*** Texte extrait ***
Quai d'Orsay
Voici un drôle de film : adapté de la BD (le premier tome) éponyme d’Abel Lanzac et de Christophe Blain, Quai d’Orsay marque l’entrée (tardive) de Bertrand Tavernier dans la comédie pure et dure, sorte de réponse, à presque quarante ans de distance, de Que la fête commence dont il reprend la structure éclatée et virevoltante.
Tavernier aime les ruches, les milieux professionnels avec leurs codes, leurs rituels et leurs étranges jargons, peu importe qu’il s’agisse de la police (L.627), d’une école (Ça commence aujourd’hui) ou de l’industrie du cinéma pendant l’Occupation (Laissez‑passer). On l’aura compris, Quai d’Orsay plonge dans un cabinet ministériel, celui du ministre de la Défense du début des années 2000, soit Dominique de Villepin bien sûr, rebaptisé ici Alexandre Taillard de Worms (incarné par un Thierry Lhermitte flamboyant mais au jeu un peu monocorde). Une tornade d’idées et d’énergie qui transmet au film son rythme intense.
À travers les yeux d’Arthur le candide (Raphaël Personnaz, La princesse de Montpensier), un jeune conseiller préposé à l’écriture des discours du Ministre, et de Claude Maupas (Arestrup, contenu et très bon), directeur de cabinet et véritable Gepetto du poète à la crinière cendrée, Tavernier raconte moins une histoire en particulier ‑même si le film invente une crise diplomatique avec un pays imaginaire, le Lousdemistan, et se tend vers le fameux discours prononcé par Villepin à l’ONU en février 2003‑ qu’il ne prend le pouls d’un petit milieu toujours essoufflé, terrorisé à l’idée de ne pas être à l’heure d’un monde qui va décidément trop vite (même sentiment de vitesse que dans L’exercice de l’État de Schoeller, mais traité ici sur le mode de la farce bouffonne) et soumis à une excitation aussi vaine que perpétuelle.
*** Données fournies ***
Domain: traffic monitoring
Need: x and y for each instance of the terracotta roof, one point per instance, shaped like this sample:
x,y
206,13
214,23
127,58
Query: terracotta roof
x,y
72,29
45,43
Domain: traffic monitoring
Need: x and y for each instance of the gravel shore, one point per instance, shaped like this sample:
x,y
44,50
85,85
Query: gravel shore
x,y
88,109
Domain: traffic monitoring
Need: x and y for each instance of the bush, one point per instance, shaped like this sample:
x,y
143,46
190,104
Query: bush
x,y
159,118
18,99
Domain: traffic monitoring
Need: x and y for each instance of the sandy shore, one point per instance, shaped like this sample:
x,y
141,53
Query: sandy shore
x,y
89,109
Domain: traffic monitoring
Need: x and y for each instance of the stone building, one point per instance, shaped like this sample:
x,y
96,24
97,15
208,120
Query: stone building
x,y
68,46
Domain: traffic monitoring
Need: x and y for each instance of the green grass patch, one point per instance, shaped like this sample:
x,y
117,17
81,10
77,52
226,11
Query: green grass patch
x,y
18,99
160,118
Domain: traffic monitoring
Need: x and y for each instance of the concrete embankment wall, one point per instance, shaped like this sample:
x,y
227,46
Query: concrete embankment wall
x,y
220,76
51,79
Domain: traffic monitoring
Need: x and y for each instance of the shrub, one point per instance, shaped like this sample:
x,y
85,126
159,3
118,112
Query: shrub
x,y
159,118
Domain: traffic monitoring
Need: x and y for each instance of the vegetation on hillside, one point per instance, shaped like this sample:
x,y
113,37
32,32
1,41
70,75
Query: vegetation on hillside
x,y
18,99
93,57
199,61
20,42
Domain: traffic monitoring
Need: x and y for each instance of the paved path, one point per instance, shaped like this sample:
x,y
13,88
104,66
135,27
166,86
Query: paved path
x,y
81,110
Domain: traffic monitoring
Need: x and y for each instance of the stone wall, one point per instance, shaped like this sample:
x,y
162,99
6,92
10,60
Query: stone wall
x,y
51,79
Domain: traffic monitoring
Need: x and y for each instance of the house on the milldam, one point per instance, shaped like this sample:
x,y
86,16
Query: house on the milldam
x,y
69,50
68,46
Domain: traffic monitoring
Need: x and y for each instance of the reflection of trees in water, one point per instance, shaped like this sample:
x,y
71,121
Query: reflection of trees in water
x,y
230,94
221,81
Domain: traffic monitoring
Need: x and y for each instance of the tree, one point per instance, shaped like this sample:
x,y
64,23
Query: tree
***
*** Données fournies ***
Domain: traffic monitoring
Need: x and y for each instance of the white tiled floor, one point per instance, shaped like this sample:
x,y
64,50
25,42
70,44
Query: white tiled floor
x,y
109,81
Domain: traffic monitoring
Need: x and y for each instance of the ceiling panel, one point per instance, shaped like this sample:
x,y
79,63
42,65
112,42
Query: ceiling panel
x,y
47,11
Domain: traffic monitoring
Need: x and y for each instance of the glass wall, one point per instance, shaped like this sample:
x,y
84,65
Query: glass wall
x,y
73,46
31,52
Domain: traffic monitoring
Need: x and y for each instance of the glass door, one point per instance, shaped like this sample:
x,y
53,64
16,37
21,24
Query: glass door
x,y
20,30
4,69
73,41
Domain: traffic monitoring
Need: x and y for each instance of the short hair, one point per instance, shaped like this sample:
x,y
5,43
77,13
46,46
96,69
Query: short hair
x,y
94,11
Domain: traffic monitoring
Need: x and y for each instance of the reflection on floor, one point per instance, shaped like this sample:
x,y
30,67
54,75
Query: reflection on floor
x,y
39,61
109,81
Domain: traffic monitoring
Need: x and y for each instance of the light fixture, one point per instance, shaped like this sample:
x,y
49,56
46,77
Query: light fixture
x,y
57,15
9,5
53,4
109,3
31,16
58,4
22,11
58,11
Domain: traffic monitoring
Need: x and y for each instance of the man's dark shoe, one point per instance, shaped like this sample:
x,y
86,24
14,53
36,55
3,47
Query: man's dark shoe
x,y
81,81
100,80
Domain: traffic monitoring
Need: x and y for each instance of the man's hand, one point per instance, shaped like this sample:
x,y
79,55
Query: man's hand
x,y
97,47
***
→ **Consignes**
1. Pour chacune des affirmations (a), (b) et (c), dites si la critique de Quai d’Orsay la confirme, en citant les mots qui tranchent. (a) Le film est tiré du premier tome d’une bande dessinée. (b) Le Lousdemistan est un pays réel. (c) Raphaël Personnaz joue Claude Maupas.
2. Rédigez la suite de la critique de Quai d’Orsay, après sa dernière phrase.
Ces données ont une autre origine que le texte.

→ **Réponses**
1.
(a) Oui : « adapté de la BD (le premier tome) éponyme d’Abel Lanzac et de Christophe Blain ».
(b) Non : « une crise diplomatique avec un pays imaginaire, le Lousdemistan ».
(c) Non : « Claude Maupas (Arestrup, contenu et très bon) ».

2.
Le canard s’agite dans tous les sens, brasse un vent immense, mais ne possède pas de véritable tête. Le fameux « langage » du film, d’usage strictement stratégique, ne renvoie jamais à aucune idée, il sonne désespérément creux. De ce point de vue, le film de Tavernier sonne terriblement juste : parler pour ne rien dire, faire passer les illuminations idiotes des communicants pour des visions politiques, etc.
On aurait pu s’attendre à ce que Tavernier, l’extrême cinéphile, s’emparant de la chose politique, aille chercher ses modèles du côté de Preminger (Tempête à Washington), de Schaffner (Que le meilleur l’emporte) ou de Ford (Le soleil brille pour tout le monde), plutôt que dans la comédie américaine des années 1930 et 40, et la verve acide d’un Lubitsch. Le film oscille ainsi entre la vitesse d’un Preston Sturges ‑dialogues écrits au cordeau‑, des effets visuels à la Claude Zidi (ces piles de papiers qui s’envolent à chaque irruption du ministre) et une forme modeste, empruntée à la série télé (décidément un modèle contemporain, voir La vie d’Adèle).